━━ Metin Parçası

Yargıtay Kararı 9. Hukuk Dairesi 2023/4585 E. 2023/8632 K. 05.06.2023 T.

YARGITAY KARARI
DAİRE : 9. Hukuk Dairesi
ESAS NO : 2023/4585
KARAR NO : 2023/8632
KARAR TARİHİ : 05.06.2023

MAHKEMESİ : … Bölge Adliye Mahkemesi 9. Hukuk Dairesi

Taraflar arasındaki alacak davasından dolayı yapılan yargılama sonunda İlk Derece Mahkemesinin 26.11.2019 tarihli ve 2019/311 Esas, 2019/993 Karar sayılı kararı, Bölge Adliye Mahkemesinin ….04.2022 tarihli ve 2021/499 Esas 2022/498 Karar sayılı kararı ile davalı vekilinin istinafı üzerine kaldırılarak davanın yeniden görülmesi için dosyanın Mahkemesine gönderilmesine karar verilmiştir.

İlk Derece Mahkemesince Bölge Adliye Mahkemesinin kaldırma kararı üzerine yapılan yargılama sonucunda davanın kısmen kabulüne karar verilmiştir.

Kararın taraf vekillerince istinaf edilmesi üzerine, Bölge Adliye Mahkemesince davalının istinaf başvurusunun esastan reddi, davacının başvurusunun kabülü ile İlk Derece Mahkemesi hükmü kaldırılarak yeniden esas hakkında hüküm kurulmak suretiyle davanın kısmen kabulüne karar verilmiştir.
Bölge Adliye Mahkemesi kararı davalı vekili tarafından temyiz edilmekle; kesinlik, süre, temyiz şartı ve diğer usul eksiklikleri yönünden yapılan ön inceleme sonucunda temyiz dilekçesinin kabulüne karar verildikten ve Tetkik Hâkimi tarafından hazırlanan rapor dinlendikten sonra dosyadaki belgeler incelenip gereği düşünüldü:

I. DAVA
Davacı vekili dava dilekçesinde; davacının davalı işyerinde 01.04.2009-31.03.2019 tarihleri arasında çalıştığını, işyerinde yıllık izinlerinin kullandırılmadığını, davacının işyerinde 08.00-19.00 saatleri arasında çalıştığını, … … ve genel tatillerde çalıştırıldığını, karşılığı ücretlerin ödenmediğini, davacının … sözleşmesini haklı nedenle kendisinin feshettiğini, son ücretinin 5.000,00 TL olduğunu, ücretinin sigorta kayıtlarında eksik gösterildiğini, primlerinin ödenmediğini, 6 aylık ücretinin eksik yatırıldığını, davalı işverence iki adet ibraname imzalatıldığını, her ikisinde de müvekkilinin hesabına yatırılan paranın aynı … içerisinde davalı işveren tarafından geri alındığını ileri sürerek kıdem tazminatı, ihbar tazminatı, ücret alacağı, prim alacağı, fazla çalışma, hafta tatili, … … ve genel tatil ücreti alacaklarının davalıdan tahsiline karar verilmesini talep etmiştir.

━━━━
━━ Verilen Malzeme

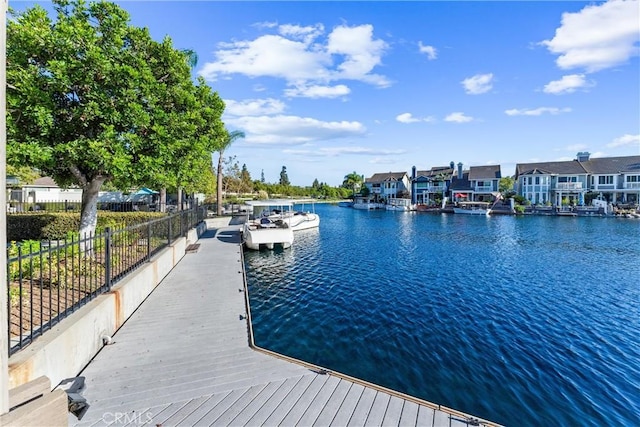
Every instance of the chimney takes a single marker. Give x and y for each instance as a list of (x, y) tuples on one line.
[(583, 156)]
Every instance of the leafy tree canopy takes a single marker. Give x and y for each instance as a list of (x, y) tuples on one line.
[(92, 99)]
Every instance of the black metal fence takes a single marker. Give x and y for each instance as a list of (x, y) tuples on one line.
[(49, 280), (74, 206)]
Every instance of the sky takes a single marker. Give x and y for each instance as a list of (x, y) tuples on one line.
[(330, 88)]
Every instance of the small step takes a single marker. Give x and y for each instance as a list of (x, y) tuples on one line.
[(193, 248)]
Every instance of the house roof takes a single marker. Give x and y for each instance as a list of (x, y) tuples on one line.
[(571, 167), (45, 181), (600, 165), (603, 165), (484, 172), (389, 176), (435, 171), (460, 184)]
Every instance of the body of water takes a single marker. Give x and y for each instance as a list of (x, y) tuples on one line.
[(525, 321)]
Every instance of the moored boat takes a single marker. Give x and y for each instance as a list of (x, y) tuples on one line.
[(472, 208), (264, 233)]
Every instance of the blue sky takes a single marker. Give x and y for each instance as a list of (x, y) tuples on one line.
[(328, 88)]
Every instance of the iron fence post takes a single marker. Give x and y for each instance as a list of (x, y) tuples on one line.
[(148, 241), (107, 257)]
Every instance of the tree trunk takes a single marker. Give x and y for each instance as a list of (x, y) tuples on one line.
[(219, 185), (89, 211), (163, 200)]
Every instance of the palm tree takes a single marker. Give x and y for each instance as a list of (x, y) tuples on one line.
[(228, 139), (353, 181)]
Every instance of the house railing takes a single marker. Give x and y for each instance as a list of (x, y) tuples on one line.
[(47, 281), (568, 186)]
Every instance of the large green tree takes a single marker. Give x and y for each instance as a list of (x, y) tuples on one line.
[(225, 142), (284, 178), (92, 99), (353, 181)]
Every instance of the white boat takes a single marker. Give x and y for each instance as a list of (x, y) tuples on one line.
[(366, 204), (272, 223), (402, 205), (262, 232), (472, 208)]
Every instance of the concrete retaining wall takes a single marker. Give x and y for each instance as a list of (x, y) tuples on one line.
[(66, 349)]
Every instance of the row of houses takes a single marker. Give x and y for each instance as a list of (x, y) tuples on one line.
[(614, 179)]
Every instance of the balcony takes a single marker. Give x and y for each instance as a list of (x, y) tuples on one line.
[(568, 186), (435, 189)]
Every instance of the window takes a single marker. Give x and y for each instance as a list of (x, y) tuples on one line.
[(605, 179), (568, 179)]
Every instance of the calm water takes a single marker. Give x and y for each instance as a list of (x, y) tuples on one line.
[(523, 321)]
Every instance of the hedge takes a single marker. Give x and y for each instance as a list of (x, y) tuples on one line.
[(56, 226)]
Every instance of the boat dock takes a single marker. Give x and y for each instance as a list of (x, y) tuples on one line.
[(185, 357)]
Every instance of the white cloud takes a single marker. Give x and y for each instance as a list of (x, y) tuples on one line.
[(253, 107), (597, 37), (307, 34), (567, 84), (478, 84), (317, 91), (408, 118), (574, 148), (625, 140), (382, 161), (597, 154), (458, 117), (362, 53), (536, 111), (430, 51), (337, 151), (303, 58), (268, 55), (292, 130)]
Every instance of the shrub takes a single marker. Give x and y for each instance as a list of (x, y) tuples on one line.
[(57, 226)]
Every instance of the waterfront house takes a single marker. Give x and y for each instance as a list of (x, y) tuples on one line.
[(42, 190), (478, 184), (387, 186), (430, 187), (561, 183)]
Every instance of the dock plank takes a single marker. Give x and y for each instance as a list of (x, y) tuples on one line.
[(394, 412), (348, 405), (409, 415), (187, 361), (378, 409), (332, 406), (361, 412)]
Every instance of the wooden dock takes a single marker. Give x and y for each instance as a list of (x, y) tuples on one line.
[(184, 358)]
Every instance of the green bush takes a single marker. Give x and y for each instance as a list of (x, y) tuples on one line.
[(57, 226)]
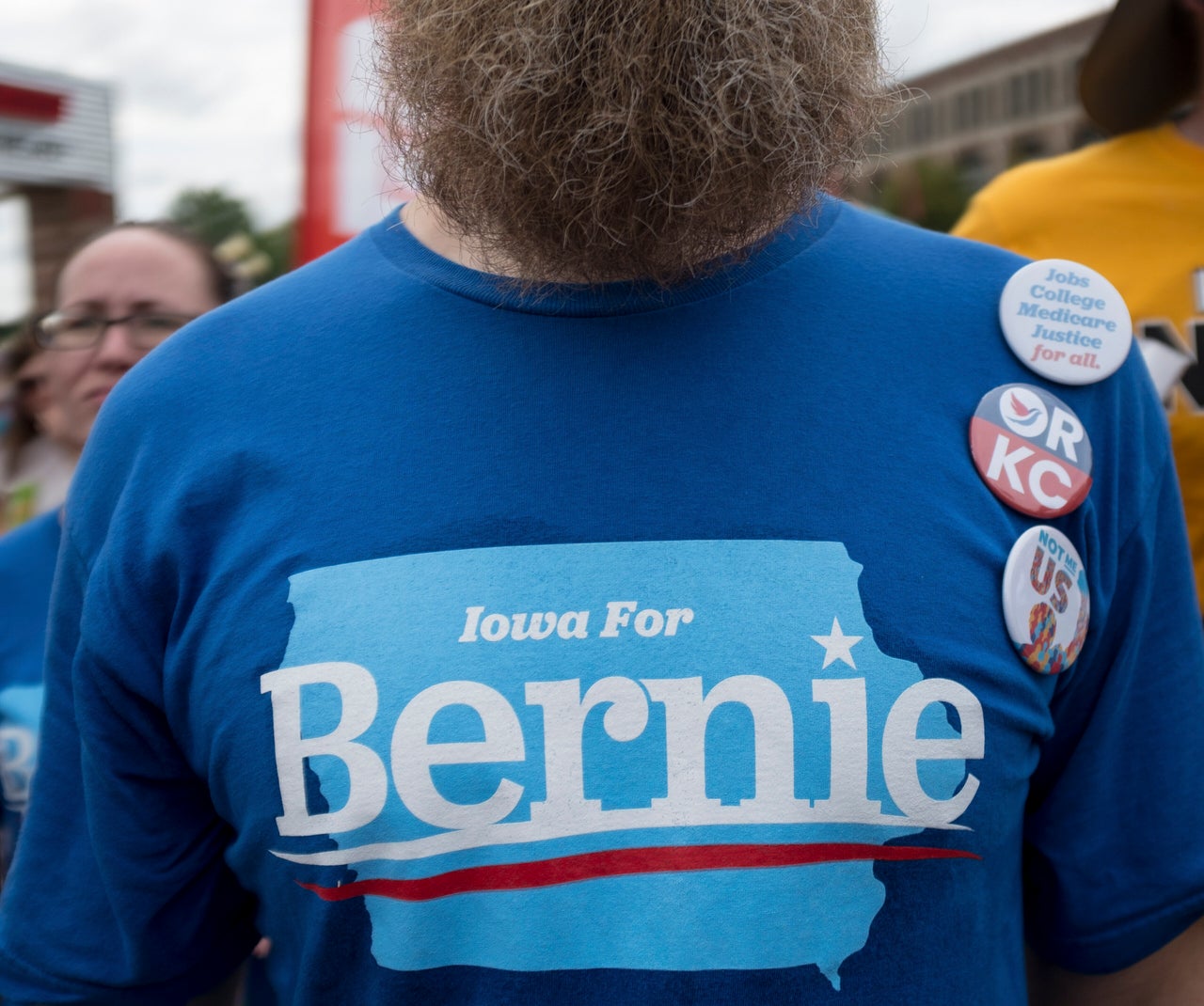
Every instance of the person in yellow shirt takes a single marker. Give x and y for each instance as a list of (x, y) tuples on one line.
[(1132, 207)]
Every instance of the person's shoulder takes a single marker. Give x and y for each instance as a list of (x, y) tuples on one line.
[(931, 258), (30, 547), (35, 534), (1048, 177)]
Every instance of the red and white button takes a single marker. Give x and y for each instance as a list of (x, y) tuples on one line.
[(1031, 450)]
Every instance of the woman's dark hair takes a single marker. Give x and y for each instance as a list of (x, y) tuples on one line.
[(17, 352)]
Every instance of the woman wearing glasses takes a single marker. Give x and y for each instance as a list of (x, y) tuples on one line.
[(119, 295)]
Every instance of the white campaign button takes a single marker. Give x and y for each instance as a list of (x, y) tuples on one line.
[(1045, 600), (1066, 322)]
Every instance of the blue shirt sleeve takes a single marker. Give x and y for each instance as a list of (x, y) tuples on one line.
[(147, 871), (1114, 810)]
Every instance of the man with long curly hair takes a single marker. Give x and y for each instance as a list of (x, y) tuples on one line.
[(626, 574)]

━━━━

İstenenler =
**A)** Karar metninden "Kararın taraf vekillerince" ifadesiyle başlayıp "suretiyle davanın kısmen kabulüne karar verilmiştir." ifadesiyle biten bölümü birebir alıntılayın.
**B)** Karar metnine göre İlk Derece Mahkemesi davayı neden yeniden görmüştür? Bir ile üç cümle arasında açıklayın.
**C)** Karar metnine göre davacı vekili, davacının son ücretinin ne kadar olduğunu ileri sürmüştür?

Çözülmüş Alıştırma =
**A)**
Kararın taraf vekillerince istinaf edilmesi üzerine, Bölge Adliye Mahkemesince davalının istinaf başvurusunun esastan reddi, davacının başvurusunun kabülü ile İlk Derece Mahkemesi hükmü kaldırılarak yeniden esas hakkında hüküm kurulmak suretiyle davanın kısmen kabulüne karar verilmiştir.

**B)** İlk Derece Mahkemesinin 26.11.2019 tarihli kararı, davalı vekilinin istinafı üzerine Bölge Adliye Mahkemesince kaldırılmıştır. Dosya da davanın yeniden görülmesi için mahkemesine gönderilmiştir. Yeni yargılama bu kaldırma kararı üzerine yapılmıştır.

**C)** Davacı vekili, davacının son ücretinin 5.000,00 TL olduğunu ileri sürmüştür.